*Exercise description*: Output all entries verbatim. Skip pictures.
>> Start Given entries
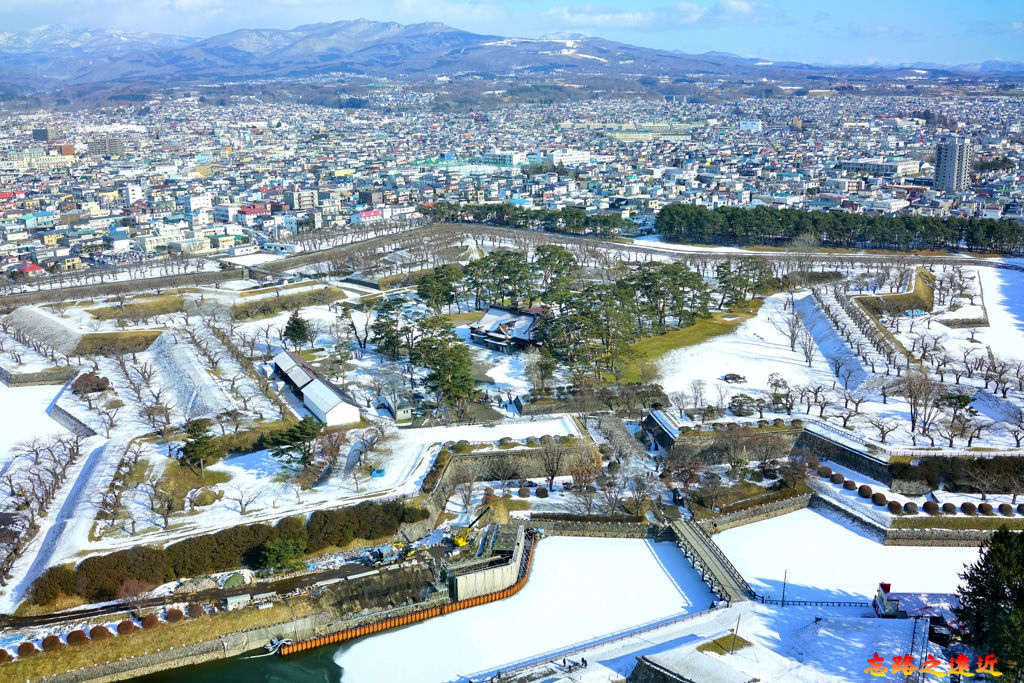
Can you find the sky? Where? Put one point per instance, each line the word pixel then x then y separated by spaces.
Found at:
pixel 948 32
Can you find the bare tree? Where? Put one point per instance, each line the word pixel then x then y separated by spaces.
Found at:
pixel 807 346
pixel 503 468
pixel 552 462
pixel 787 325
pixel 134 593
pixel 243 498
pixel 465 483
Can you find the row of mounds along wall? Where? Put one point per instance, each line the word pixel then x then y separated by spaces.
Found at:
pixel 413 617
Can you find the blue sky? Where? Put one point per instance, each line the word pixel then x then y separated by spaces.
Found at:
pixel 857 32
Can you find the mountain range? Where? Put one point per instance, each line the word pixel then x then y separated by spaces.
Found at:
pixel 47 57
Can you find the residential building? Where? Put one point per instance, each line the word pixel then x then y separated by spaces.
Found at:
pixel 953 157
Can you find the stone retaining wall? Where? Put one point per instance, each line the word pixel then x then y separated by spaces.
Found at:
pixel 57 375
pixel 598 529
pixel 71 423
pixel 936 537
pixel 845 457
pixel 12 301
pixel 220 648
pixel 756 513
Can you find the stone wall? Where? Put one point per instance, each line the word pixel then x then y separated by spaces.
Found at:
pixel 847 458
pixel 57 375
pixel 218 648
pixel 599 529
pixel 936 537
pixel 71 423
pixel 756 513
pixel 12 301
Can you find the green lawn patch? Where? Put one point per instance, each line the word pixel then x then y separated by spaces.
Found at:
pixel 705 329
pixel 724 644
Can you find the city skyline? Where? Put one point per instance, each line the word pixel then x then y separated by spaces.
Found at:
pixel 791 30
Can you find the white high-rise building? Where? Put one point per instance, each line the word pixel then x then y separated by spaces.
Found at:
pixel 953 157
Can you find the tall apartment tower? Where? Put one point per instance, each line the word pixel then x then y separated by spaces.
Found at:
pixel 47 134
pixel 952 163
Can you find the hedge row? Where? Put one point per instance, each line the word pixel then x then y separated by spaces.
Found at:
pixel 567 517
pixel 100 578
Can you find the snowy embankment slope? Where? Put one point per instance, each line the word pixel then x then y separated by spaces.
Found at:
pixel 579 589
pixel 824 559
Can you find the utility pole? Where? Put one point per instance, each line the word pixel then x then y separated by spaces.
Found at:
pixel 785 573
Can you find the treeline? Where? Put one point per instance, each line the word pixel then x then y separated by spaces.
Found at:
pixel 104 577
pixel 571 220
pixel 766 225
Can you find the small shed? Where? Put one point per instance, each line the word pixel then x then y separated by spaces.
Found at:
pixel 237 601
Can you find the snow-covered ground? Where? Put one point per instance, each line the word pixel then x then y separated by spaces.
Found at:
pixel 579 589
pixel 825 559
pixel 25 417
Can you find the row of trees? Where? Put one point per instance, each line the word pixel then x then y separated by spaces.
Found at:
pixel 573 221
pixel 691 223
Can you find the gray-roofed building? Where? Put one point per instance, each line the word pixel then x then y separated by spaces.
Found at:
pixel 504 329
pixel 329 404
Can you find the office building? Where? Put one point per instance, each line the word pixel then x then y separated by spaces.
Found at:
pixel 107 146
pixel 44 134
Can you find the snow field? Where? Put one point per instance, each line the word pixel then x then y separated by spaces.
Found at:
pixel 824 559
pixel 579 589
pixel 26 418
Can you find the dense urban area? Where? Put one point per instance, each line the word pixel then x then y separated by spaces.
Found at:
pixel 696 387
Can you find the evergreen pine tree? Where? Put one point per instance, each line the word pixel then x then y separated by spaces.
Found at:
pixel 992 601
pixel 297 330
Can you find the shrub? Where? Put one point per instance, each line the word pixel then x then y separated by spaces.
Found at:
>> End Given entries
*Finished task*:
Can you find the sky? Where? Put one point per instance, each line the word pixel then x then y separated by spaces.
Found at:
pixel 948 32
Can you find the bare tree? Where? Put one point per instance, each line the word pixel then x then y separated by spaces.
Found at:
pixel 807 346
pixel 503 468
pixel 552 462
pixel 787 325
pixel 134 593
pixel 243 498
pixel 465 483
Can you find the row of mounds along wall? Where? Put one point per instance, each line the word pixel then x then y separated by spaces.
Found at:
pixel 413 617
Can you find the blue sky? Where? Put one point per instance, each line the word pixel then x then y separated by spaces.
Found at:
pixel 857 32
Can you find the mountain range? Where? Put one point per instance, each line the word pixel then x then y separated by spaces.
Found at:
pixel 47 57
Can you find the residential building? Where? Put one point per instance, each line the word pixel then x then y separated by spaces.
Found at:
pixel 953 157
Can you find the stone retaining wall? Where? Put one point per instance, each line the word pixel then x then y separated by spaces.
Found at:
pixel 57 375
pixel 598 529
pixel 71 423
pixel 936 537
pixel 845 457
pixel 12 301
pixel 220 648
pixel 756 513
Can you find the stone wall? Where? Put one point per instance, each line the word pixel then x then y separated by spaces.
Found at:
pixel 847 458
pixel 57 375
pixel 218 648
pixel 599 529
pixel 936 537
pixel 71 423
pixel 756 513
pixel 12 301
Can you find the green lawn patch? Where? Put one point per instance, each line the word pixel then x then y separated by spaces.
Found at:
pixel 705 329
pixel 724 644
Can you find the city skyline? Where? Put one point per instance, each line the word pixel then x then y separated by spaces.
Found at:
pixel 791 30
Can you find the white high-rise building? Where? Put one point per instance, each line the word pixel then x then y separated by spaces.
Found at:
pixel 953 157
Can you find the tall apartment tower? Where? Put one point per instance, each line the word pixel then x then y separated by spaces.
Found at:
pixel 47 134
pixel 952 163
Can you find the hedge row? Where? Put one point per instance, each line the word pixel then x then y separated by spaces.
Found at:
pixel 567 517
pixel 100 578
Can you find the snowy embankment slope? Where? Put one point per instance, each line the word pixel then x then y separated by spaces.
Found at:
pixel 579 589
pixel 824 559
Can you find the utility pole? Where? Put one point per instance, each line the word pixel then x then y separated by spaces.
Found at:
pixel 785 573
Can you find the treeline? Where? Put one point per instance, each line the word pixel then x then y separated by spaces.
Found at:
pixel 104 577
pixel 571 220
pixel 766 225
Can you find the small shed? Where? Put one point per instance, each line the word pixel then x then y separated by spaces.
Found at:
pixel 237 601
Can you find the snow-covered ground? Where? Put one point per instance, each line the word pixel then x then y separated by spaces.
Found at:
pixel 579 589
pixel 825 559
pixel 25 417
Can you find the row of trees? Where? Put one point per instance, each line the word pixel then x then y separated by spaces.
Found at:
pixel 573 221
pixel 691 223
Can you find the gray-roofed building? Where? Put one point per instance, each line the word pixel then x then y separated by spaces.
Found at:
pixel 504 329
pixel 329 404
Can you find the office building? Where? Put one point per instance, each line the word pixel then x then y separated by spaces.
Found at:
pixel 107 146
pixel 44 134
Can you find the snow field? Where? Put one point per instance, each line the word pixel then x then y separated by spaces.
Found at:
pixel 824 559
pixel 579 589
pixel 26 418
Can you find the dense urban area? Where? Put one point per instance, each line the word pixel then x then y separated by spaces.
Found at:
pixel 696 387
Can you find the evergreen pine tree? Where? Put one point per instance, each line the word pixel then x then y separated by spaces.
Found at:
pixel 992 601
pixel 297 330
Can you find the shrub? Where? Put one point per instance, each line the word pixel then x then y separated by spaces.
Found at:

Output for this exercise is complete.